====== DATA FOR ANALYSIS

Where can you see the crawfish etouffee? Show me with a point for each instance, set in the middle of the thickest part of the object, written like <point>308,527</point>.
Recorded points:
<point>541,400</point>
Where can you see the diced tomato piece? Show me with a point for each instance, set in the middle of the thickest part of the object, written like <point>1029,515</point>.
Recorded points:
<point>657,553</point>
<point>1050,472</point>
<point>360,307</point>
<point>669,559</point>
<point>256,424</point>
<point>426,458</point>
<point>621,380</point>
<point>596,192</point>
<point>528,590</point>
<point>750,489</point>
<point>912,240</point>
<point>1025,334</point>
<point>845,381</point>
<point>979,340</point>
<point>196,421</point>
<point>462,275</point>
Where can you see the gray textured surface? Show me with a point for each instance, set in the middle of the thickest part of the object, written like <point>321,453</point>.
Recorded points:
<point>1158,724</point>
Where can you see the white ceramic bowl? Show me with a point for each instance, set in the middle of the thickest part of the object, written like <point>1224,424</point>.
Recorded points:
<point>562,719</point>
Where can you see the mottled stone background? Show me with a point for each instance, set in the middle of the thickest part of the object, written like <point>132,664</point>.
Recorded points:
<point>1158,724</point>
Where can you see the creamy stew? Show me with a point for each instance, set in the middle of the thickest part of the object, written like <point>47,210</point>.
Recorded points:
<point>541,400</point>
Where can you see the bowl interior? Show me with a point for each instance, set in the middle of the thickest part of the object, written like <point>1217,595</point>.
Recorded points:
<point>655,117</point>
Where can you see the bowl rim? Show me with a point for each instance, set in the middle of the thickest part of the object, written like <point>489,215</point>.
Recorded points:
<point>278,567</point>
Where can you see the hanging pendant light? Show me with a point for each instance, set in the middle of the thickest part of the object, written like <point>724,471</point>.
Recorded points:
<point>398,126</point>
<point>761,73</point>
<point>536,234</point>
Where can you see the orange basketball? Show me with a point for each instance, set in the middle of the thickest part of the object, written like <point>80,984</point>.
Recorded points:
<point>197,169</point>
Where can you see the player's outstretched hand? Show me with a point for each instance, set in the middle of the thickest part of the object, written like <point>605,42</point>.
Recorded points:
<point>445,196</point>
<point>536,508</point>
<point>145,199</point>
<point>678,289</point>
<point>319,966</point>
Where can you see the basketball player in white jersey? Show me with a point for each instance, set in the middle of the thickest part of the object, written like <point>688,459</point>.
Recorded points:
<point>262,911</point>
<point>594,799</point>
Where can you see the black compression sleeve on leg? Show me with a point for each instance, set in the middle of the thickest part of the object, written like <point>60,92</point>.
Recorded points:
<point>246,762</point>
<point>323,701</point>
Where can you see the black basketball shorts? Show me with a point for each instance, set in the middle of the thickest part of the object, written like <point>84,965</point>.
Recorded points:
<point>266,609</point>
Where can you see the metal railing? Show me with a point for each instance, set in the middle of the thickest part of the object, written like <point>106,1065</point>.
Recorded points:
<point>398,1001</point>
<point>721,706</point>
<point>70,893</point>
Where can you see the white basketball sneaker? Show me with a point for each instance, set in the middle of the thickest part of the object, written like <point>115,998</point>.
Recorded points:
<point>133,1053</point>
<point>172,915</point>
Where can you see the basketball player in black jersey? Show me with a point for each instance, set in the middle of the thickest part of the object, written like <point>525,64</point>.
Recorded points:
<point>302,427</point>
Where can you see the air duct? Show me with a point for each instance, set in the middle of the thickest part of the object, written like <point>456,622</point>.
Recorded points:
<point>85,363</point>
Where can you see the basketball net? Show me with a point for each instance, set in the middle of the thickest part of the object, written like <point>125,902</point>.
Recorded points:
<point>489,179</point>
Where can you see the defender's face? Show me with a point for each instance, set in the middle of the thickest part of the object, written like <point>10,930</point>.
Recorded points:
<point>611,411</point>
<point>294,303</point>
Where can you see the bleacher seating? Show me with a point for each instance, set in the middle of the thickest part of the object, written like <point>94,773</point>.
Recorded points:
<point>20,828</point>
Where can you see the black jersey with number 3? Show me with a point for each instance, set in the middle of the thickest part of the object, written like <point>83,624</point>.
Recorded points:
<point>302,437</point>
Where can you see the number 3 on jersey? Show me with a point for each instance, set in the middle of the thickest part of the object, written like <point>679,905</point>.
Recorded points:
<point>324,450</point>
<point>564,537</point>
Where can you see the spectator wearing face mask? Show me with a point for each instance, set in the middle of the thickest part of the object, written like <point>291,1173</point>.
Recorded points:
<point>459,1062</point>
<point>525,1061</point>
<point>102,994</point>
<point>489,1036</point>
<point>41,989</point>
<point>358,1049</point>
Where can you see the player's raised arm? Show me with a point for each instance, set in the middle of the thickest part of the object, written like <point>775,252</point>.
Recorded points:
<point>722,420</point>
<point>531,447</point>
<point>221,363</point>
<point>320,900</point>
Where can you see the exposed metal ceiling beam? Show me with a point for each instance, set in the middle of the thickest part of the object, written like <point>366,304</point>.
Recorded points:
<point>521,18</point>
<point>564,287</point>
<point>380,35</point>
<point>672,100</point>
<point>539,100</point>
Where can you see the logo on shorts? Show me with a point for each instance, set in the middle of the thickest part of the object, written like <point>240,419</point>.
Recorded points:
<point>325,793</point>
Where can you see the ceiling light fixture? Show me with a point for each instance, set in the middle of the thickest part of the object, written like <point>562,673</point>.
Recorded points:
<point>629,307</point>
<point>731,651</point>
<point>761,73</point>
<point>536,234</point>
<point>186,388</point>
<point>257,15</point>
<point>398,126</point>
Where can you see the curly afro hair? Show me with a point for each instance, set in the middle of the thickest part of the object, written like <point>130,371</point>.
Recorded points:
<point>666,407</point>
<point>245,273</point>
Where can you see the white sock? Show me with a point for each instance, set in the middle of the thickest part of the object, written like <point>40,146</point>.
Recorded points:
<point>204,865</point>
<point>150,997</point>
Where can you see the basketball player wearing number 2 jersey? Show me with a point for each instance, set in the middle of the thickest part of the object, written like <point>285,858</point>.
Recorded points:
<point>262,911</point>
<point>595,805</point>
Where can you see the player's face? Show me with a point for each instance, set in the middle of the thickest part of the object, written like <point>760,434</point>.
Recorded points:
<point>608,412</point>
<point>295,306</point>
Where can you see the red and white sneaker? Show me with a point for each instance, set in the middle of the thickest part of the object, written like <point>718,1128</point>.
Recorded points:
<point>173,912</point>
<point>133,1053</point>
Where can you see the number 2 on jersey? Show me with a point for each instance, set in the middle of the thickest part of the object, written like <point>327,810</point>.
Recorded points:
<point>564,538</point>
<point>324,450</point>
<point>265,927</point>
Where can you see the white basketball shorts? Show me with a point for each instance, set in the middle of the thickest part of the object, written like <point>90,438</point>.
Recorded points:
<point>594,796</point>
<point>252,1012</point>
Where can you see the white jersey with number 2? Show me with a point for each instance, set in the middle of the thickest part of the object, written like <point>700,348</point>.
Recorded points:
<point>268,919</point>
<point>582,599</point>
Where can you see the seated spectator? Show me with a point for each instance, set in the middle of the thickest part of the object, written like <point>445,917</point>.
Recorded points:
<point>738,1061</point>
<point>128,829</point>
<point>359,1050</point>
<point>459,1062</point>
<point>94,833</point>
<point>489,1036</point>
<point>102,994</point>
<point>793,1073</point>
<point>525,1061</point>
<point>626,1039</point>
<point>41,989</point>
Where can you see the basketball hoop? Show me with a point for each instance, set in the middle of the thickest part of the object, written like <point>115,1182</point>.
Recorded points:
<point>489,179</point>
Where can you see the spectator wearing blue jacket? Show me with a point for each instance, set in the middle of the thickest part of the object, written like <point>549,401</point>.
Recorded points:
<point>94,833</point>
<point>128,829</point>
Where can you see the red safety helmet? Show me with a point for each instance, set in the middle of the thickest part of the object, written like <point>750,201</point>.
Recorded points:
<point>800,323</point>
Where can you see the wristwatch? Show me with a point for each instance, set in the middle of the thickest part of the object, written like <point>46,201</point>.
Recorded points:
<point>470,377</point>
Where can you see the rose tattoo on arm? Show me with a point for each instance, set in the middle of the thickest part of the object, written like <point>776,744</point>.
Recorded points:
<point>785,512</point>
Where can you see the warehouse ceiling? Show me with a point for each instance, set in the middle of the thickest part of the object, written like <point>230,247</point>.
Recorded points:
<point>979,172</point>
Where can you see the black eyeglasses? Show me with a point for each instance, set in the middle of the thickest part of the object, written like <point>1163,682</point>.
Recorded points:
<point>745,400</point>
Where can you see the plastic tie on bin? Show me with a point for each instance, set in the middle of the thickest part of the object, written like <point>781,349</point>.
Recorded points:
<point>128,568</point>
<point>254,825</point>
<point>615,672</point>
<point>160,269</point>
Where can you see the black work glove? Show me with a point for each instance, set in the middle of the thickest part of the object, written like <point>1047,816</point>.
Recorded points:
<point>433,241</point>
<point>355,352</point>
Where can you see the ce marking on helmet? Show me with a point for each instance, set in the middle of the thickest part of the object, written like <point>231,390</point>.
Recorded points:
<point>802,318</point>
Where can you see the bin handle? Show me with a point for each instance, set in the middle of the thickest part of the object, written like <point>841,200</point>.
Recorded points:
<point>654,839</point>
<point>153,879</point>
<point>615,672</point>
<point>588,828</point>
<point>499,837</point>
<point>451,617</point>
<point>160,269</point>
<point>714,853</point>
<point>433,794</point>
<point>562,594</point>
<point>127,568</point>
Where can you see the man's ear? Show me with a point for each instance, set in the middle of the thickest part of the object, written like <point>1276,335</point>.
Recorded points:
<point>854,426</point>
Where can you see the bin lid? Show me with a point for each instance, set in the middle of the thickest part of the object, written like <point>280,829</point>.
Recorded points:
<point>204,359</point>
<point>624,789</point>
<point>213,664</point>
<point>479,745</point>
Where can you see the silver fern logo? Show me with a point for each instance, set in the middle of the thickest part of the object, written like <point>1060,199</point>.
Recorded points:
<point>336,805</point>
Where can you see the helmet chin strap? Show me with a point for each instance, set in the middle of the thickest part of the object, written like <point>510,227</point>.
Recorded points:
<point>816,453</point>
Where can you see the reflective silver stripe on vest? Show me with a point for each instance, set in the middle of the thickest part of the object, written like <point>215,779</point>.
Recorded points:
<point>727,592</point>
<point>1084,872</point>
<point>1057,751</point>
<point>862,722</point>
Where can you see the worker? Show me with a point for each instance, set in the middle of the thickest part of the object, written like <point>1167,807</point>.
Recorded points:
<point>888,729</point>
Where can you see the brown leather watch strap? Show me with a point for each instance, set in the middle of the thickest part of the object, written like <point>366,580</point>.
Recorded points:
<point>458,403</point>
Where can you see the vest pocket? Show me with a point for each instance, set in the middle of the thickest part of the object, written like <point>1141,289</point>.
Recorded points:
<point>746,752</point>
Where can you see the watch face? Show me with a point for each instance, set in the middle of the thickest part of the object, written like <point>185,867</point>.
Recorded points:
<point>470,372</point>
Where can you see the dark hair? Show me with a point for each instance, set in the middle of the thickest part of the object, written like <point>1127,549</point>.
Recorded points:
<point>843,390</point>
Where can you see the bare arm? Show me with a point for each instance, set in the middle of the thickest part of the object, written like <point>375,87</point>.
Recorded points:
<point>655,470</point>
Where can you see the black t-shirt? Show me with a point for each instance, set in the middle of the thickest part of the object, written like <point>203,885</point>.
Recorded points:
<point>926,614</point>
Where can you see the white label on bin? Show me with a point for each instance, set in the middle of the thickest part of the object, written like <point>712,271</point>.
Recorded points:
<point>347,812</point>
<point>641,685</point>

============

WHAT THE EXERCISE ASKS: From the first line of the entries above to the line with "Where can you see the diced", please return every line exactly, keeping both ends.

RESULT OF THE EXERCISE:
Where can you see the crawfish etouffee? Show me with a point for each instance, set in the middle of the thickest part of the object, written like <point>308,527</point>.
Recorded points:
<point>541,400</point>
Where can you see the diced tomato piece? Show me with a point for each instance, set in the middle of the thickest part of the object, written like <point>1029,515</point>.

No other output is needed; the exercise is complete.